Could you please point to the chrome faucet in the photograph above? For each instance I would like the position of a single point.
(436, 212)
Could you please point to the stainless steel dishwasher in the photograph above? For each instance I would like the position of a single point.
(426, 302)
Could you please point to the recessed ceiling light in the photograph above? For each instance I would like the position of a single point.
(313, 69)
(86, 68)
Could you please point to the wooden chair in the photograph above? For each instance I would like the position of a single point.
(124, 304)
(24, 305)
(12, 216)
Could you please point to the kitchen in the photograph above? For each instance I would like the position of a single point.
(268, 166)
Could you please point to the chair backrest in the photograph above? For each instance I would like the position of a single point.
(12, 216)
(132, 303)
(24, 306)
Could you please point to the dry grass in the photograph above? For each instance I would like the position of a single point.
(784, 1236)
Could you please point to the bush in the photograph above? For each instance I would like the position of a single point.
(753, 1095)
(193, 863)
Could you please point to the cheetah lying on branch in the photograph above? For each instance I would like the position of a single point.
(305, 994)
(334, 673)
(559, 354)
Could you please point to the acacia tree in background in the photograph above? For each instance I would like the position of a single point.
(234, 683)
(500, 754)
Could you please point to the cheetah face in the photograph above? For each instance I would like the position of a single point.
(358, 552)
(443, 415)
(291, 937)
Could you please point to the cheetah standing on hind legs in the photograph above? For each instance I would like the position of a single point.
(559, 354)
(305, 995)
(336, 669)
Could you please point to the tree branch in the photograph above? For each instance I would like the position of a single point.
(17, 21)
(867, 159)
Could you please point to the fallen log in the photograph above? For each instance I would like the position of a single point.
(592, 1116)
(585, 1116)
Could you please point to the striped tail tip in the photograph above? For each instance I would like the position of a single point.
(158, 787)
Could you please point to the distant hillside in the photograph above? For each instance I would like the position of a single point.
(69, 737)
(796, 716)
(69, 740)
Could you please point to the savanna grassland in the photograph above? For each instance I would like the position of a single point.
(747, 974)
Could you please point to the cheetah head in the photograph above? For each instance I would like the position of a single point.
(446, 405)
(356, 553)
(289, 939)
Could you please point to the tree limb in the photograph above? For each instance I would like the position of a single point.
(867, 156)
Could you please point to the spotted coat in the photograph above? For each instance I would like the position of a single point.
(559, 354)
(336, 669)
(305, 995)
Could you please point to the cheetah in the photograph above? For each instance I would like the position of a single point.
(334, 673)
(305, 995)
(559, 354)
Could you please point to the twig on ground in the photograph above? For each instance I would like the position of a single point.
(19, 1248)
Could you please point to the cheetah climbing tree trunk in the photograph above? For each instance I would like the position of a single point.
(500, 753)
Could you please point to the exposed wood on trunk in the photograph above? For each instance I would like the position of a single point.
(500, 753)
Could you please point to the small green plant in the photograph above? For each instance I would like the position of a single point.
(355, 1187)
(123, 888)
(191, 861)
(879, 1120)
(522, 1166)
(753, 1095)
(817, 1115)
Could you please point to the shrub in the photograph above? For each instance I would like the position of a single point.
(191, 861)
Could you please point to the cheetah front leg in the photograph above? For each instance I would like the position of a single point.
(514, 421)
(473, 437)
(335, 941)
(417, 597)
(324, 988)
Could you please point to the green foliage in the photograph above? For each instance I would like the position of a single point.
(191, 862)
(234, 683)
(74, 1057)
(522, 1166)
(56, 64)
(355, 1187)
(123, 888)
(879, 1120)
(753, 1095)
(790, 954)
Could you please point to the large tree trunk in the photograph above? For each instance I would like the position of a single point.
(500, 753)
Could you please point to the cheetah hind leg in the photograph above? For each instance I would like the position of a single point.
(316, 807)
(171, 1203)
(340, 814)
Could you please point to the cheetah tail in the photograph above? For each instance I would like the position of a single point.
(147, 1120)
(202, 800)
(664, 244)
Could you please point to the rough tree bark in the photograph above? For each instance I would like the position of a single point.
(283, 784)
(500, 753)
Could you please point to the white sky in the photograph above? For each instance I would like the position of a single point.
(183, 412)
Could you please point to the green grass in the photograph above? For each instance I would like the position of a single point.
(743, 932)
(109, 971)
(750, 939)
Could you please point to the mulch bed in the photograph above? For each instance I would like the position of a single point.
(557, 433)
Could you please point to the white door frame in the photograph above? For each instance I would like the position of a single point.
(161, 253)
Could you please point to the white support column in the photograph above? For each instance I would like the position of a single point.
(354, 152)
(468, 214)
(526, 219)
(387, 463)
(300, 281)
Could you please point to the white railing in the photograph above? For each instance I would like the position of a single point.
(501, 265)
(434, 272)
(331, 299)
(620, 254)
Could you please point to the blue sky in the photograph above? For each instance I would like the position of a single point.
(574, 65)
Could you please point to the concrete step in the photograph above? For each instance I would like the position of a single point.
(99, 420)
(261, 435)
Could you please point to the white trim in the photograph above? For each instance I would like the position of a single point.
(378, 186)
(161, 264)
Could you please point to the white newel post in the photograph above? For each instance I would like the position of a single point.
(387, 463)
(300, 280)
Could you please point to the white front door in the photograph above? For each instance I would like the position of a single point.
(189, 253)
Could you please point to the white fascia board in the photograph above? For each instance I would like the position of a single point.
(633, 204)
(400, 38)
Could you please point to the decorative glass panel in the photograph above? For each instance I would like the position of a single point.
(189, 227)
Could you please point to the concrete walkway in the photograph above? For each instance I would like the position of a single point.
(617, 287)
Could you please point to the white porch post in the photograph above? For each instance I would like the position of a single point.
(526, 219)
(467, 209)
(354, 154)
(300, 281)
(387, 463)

--

Task objective.
Everything from the line containing "Could you please point to the white support" to the end of the records must be written out exactly; include both of those lines and no others.

Exercise answer.
Could you please point to the white support column in the photograph above? For each instance I would like the position of a single point.
(354, 152)
(468, 214)
(526, 219)
(387, 463)
(300, 281)
Could you please point to the white railing in the photograph above? For each instance I would like the position of a single point.
(501, 265)
(434, 272)
(331, 299)
(620, 254)
Could you please point to the blue sky in the photograph above? For each instance I would like the position of a single point.
(574, 65)
Could you please point to the concrete step in the photograph above? For each instance I would like the position of a single point.
(99, 420)
(261, 435)
Could you please point to the white trim in the photograph above? For each instance I would like the position of a single point.
(378, 186)
(161, 264)
Could you please point to the white newel post in the photograph above? For each instance I would like the position of a single point.
(387, 463)
(300, 280)
Could you please point to the white front door in the photograph above? For each instance I would like the position of a single point.
(189, 253)
Could you please point to the white fascia board in the photograph above? For each instance I would like the position of a single point.
(633, 204)
(400, 38)
Could you please point to the decorative glass panel in the photograph above? For each instance I would like the position of a single point.
(189, 227)
Could you please point to the concrete walkway in the photograph above? For each instance I would like the position of a single point.
(617, 287)
Could you please point to the white porch post in the photograph above? For each instance I would like the position of a single point.
(526, 219)
(467, 209)
(354, 154)
(300, 281)
(387, 463)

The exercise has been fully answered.